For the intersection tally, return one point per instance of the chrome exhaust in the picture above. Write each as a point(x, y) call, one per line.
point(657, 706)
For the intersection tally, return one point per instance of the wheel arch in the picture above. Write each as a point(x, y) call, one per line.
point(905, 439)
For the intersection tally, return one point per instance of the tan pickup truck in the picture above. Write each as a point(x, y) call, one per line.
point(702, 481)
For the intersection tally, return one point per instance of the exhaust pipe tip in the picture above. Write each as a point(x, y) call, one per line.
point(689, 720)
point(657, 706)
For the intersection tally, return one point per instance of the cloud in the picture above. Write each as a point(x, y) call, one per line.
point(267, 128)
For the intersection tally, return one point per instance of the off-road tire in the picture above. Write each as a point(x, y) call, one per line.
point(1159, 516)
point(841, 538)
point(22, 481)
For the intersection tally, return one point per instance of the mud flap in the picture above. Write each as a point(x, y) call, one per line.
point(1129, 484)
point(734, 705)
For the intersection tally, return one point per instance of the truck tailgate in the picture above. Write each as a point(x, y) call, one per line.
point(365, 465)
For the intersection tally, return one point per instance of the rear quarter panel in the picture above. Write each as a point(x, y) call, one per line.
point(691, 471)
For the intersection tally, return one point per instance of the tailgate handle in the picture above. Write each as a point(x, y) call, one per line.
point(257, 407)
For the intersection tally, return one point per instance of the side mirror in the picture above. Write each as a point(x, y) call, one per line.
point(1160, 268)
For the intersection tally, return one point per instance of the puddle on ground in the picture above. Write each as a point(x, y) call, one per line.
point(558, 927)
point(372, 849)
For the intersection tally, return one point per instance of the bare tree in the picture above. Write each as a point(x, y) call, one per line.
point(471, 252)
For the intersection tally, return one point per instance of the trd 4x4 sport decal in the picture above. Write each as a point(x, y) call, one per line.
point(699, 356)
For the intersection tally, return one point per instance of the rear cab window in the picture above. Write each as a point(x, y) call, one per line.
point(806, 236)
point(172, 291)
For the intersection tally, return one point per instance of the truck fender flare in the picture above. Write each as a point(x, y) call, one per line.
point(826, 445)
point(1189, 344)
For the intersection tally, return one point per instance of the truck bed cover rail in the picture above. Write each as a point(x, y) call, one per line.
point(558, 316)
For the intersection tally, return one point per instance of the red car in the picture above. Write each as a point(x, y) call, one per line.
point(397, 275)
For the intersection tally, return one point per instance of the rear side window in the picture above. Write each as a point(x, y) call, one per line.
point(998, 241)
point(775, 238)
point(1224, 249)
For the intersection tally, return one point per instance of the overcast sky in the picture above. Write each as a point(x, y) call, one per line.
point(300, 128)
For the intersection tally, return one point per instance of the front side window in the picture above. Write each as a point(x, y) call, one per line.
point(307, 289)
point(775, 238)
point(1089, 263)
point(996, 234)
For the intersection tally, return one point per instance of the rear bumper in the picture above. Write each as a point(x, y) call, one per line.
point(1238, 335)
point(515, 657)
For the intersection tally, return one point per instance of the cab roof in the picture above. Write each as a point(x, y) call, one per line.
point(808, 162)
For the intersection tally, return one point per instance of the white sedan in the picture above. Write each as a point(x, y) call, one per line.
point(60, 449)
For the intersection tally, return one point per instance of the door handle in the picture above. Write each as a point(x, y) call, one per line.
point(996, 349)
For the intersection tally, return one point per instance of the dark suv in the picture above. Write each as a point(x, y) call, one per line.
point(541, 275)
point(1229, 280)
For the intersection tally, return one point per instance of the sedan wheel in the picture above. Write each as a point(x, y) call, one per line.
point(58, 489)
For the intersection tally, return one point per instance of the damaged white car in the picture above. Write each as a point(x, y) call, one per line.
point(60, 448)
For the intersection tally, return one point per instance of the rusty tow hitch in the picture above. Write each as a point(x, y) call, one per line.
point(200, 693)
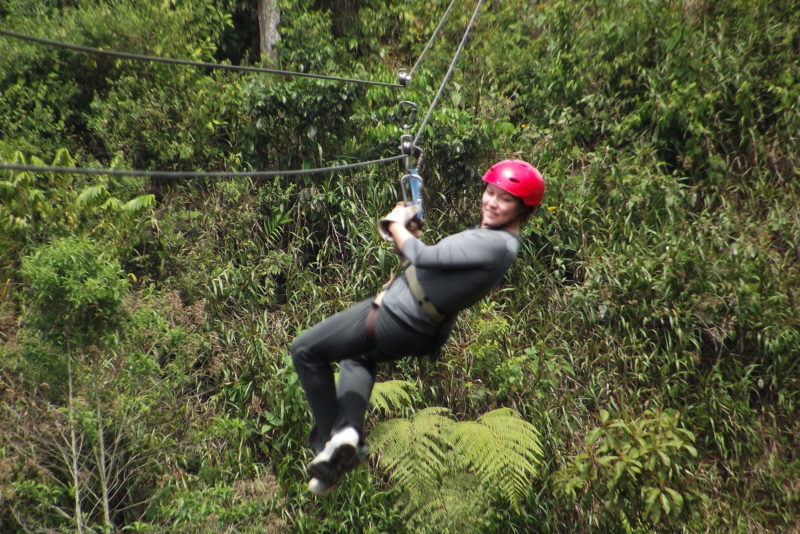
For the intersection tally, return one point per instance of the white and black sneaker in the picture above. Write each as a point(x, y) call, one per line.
point(340, 455)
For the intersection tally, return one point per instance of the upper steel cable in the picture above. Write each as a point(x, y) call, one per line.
point(127, 55)
point(448, 74)
point(190, 174)
point(430, 41)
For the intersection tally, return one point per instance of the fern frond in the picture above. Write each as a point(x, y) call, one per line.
point(393, 395)
point(413, 451)
point(139, 203)
point(92, 195)
point(502, 448)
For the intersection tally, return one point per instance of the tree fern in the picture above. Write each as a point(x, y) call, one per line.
point(502, 448)
point(412, 450)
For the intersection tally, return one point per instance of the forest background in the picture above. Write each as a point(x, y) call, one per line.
point(640, 361)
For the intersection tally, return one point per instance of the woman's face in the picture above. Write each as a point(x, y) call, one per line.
point(499, 207)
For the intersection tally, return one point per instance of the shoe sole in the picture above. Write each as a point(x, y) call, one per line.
point(331, 471)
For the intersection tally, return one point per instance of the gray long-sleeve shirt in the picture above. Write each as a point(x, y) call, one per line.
point(455, 273)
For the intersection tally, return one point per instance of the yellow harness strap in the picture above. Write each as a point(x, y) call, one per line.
point(425, 303)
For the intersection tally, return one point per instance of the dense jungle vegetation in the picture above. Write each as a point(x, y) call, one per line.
point(641, 357)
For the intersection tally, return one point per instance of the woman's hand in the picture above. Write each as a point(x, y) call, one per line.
point(402, 215)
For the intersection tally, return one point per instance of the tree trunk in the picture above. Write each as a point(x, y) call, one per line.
point(269, 15)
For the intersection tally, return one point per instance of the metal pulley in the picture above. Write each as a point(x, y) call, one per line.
point(411, 186)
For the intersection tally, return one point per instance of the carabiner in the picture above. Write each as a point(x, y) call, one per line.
point(411, 186)
point(403, 77)
point(407, 113)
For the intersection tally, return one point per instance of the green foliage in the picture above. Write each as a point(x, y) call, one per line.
point(640, 473)
point(392, 395)
point(429, 453)
point(73, 289)
point(662, 270)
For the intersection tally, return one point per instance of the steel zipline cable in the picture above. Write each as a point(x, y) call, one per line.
point(448, 74)
point(254, 174)
point(127, 55)
point(432, 38)
point(190, 174)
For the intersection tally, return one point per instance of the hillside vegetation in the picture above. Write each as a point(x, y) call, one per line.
point(644, 347)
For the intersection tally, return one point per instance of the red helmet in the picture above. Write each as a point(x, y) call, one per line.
point(519, 178)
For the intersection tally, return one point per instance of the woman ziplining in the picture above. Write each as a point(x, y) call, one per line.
point(411, 317)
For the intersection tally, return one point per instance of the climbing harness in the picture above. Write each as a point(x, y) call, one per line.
point(434, 314)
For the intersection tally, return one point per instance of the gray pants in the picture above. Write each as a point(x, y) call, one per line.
--------
Render the lines above as a JSON list of strings, one string per line, omitting blank lines and leaving the pictures out of the answer.

# Task solution
[
  "For the intersection tally, return one point per instance of the chrome exhaust in the picture above. Write each as a point(x, y) call, one per line.",
  "point(657, 706)",
  "For the intersection tally, return one point per instance of the wheel arch in the picture above. Write each as a point(x, y) call, one per line.",
  "point(905, 439)",
  "For the intersection tally, return one point per instance of the tan pickup truck in the picture above. Write each as a point(x, y) call, one per line.",
  "point(702, 481)",
  "For the intersection tally, return one point per instance of the exhaust pipe tip in the picture above. Write each as a point(x, y) call, one per line.",
  "point(689, 720)",
  "point(657, 706)",
  "For the intersection tally, return one point per instance of the cloud in the picture above. Write each as a point(x, y) call, one per line.",
  "point(267, 128)",
  "For the intersection tally, return one point per instance of the off-road tire in the picture above. Write each as a point(x, y) call, one per line.",
  "point(1159, 516)",
  "point(841, 538)",
  "point(22, 481)",
  "For the intersection tally, return one point per instance of the mud flap in the picture above. Write each as a point(x, y) call, one per line.",
  "point(1129, 484)",
  "point(734, 705)",
  "For the intersection tally, return one point per instance of the truck tailgate in the picture above. Write each as a point(x, y) call, one per line.",
  "point(365, 465)",
  "For the intersection tally, return one point per instance of the rear quarter panel in the picture above. Write each as a point(x, y) call, one per line.",
  "point(691, 471)",
  "For the intersection tally, return one point per instance of the tailgate handle in the picture above. Write each as a point(x, y) call, one per line.",
  "point(257, 407)",
  "For the intersection tally, return one point per instance of the side mirror in the picture above. Write each as a point(x, y) call, one per line.",
  "point(1160, 268)",
  "For the intersection tally, return one point per instance of the puddle on ground in the picture above. Write each as a point(x, y) call, one per line.",
  "point(558, 927)",
  "point(372, 849)",
  "For the intersection tally, return one point per instance of the bare tree in the picture above. Write each as a point(x, y) call, one per line.",
  "point(471, 252)",
  "For the intersection tally, return one point per instance of the trd 4x4 sport decal in the picture above. Write each as a point(x, y) call, one per line.",
  "point(699, 356)",
  "For the intersection tally, return one point per instance of the rear cab window in the picture above. Write each as a point(x, y) call, one per line.",
  "point(806, 236)",
  "point(172, 291)",
  "For the intersection tally, return one point per instance of the truck fender flare in the picture above. Write each as a point(x, y) call, one per line.",
  "point(826, 445)",
  "point(1189, 344)",
  "For the intersection tally, return one point per instance of the truck bed cover rail in the picture above. Write each as a point(x, y) call, one per line.",
  "point(558, 316)",
  "For the intersection tally, return one point per instance of the red car in the picture above. Write each as a point(x, y) call, one per line.",
  "point(397, 275)",
  "For the intersection tally, return one point per instance of the rear side window in the picture above. Write each as a point(x, y) call, one per line.",
  "point(998, 241)",
  "point(775, 238)",
  "point(1224, 249)",
  "For the intersection tally, return one point per instance of the overcast sky in the picture above. Write each as a point(x, y) call, one per line.",
  "point(300, 128)",
  "For the intersection tally, return one point per instance of the front side window in the picture above. Write each as a point(x, y) call, one per line.",
  "point(307, 289)",
  "point(775, 238)",
  "point(1089, 263)",
  "point(996, 234)",
  "For the intersection tally, return one point per instance of the rear bumper in the picture above. Write each as a point(x, y) call, one per line.",
  "point(1238, 335)",
  "point(515, 657)",
  "For the intersection tally, return one point per instance of the cab roof in the picture above. Write each as a point(x, y) call, one per line.",
  "point(808, 162)",
  "For the intersection tally, return one point per instance of the white sedan in the picture above. Write each as a point(x, y) call, one per line.",
  "point(60, 449)",
  "For the intersection tally, return one point per instance of the door handle in the picture above. Write each as a point(x, y) call, one per line.",
  "point(996, 349)",
  "For the intersection tally, return one point per instance of the dark suv in the picture above. Write each as a point(x, y) call, one per line.",
  "point(541, 275)",
  "point(1229, 280)",
  "For the intersection tally, return one point per instance of the sedan wheel in the picture above. Write each as a point(x, y) call, one per line.",
  "point(58, 489)",
  "For the intersection tally, return one point per instance of the damaged white car in the picture above. Write each as a point(x, y) call, one per line.",
  "point(60, 448)",
  "For the intersection tally, return one point per instance of the rusty tow hitch in the picture above. Write each as a point(x, y) call, one per line.",
  "point(200, 693)",
  "For the intersection tally, return one point per instance of the white and black sneaker in the picture above. Write each as a point(x, y) call, one per line.",
  "point(340, 455)",
  "For the intersection tally, return one point per instance of the upper steel cable in the picture above. Write each as a point(x, y) call, one per line.",
  "point(127, 55)",
  "point(448, 74)",
  "point(190, 174)",
  "point(430, 41)",
  "For the intersection tally, return one point per instance of the fern frond in the picture above. Write each as a point(x, y) call, one per line.",
  "point(393, 395)",
  "point(413, 451)",
  "point(139, 203)",
  "point(92, 195)",
  "point(502, 448)",
  "For the intersection tally, return one point per instance of the tree fern in the picture above. Write each as a point(x, y) call, one per line.",
  "point(502, 448)",
  "point(412, 450)",
  "For the intersection tally, return one point per instance of the forest background in the picture above. Write each as a point(x, y) call, one per line.",
  "point(640, 361)",
  "For the intersection tally, return one point per instance of the woman's face in the picture above. Write each as a point(x, y) call, one per line.",
  "point(499, 207)",
  "For the intersection tally, return one point per instance of the shoe sole in the picture above. Write each as a point(x, y) call, one per line.",
  "point(331, 471)",
  "For the intersection tally, return one point per instance of the gray long-sleeve shirt in the picture above. Write each as a point(x, y) call, one per line.",
  "point(455, 273)",
  "For the intersection tally, return one point per instance of the yellow harness strap in the picture above. Write each as a point(x, y) call, one per line.",
  "point(425, 303)",
  "For the intersection tally, return one point per instance of the dense jungle vegetation in the picture above. Write each as a point(x, y) call, one per line.",
  "point(641, 357)",
  "For the intersection tally, return one point per instance of the woman's hand in the picture above. Write each as a point(x, y) call, one per line.",
  "point(402, 215)",
  "For the intersection tally, return one point per instance of the tree trunk in the picture above. Write each as a point(x, y) call, one per line.",
  "point(269, 15)",
  "For the intersection tally, return one point per instance of the metal pulley in the picture above. Write each as a point(x, y) call, one per line.",
  "point(411, 186)",
  "For the intersection tally, return one point per instance of the carabiner in the picture above. Write each as a point(x, y) call, one per line.",
  "point(411, 186)",
  "point(403, 77)",
  "point(407, 113)",
  "For the intersection tally, return one point per instance of the green foliage in the picture above. Write each as a point(x, y) call, one per line.",
  "point(640, 473)",
  "point(392, 395)",
  "point(429, 453)",
  "point(73, 289)",
  "point(662, 270)",
  "For the intersection tally, return one point per instance of the steel zipline cable in the picture above. Write each as a point(x, y) call, one per line.",
  "point(448, 74)",
  "point(254, 174)",
  "point(127, 55)",
  "point(432, 38)",
  "point(190, 174)",
  "For the intersection tally, return one point per instance of the hillside vegetation in the picture above. Write each as a point(x, y) call, one per line.",
  "point(644, 347)",
  "For the intersection tally, return one point per instance of the red helmet in the picture above. Write each as a point(x, y) call, one per line.",
  "point(519, 178)",
  "For the intersection tally, return one point per instance of the woman ziplining in the picture above. Write each as a point(x, y) call, one per line.",
  "point(411, 317)",
  "For the intersection tally, return one point per instance of the climbing harness in the picture above. Write each as a point(x, y) call, one per line.",
  "point(434, 314)",
  "For the intersection tally, return one point per instance of the gray pants in the picture above. Write each as a point(x, y) call, one per line."
]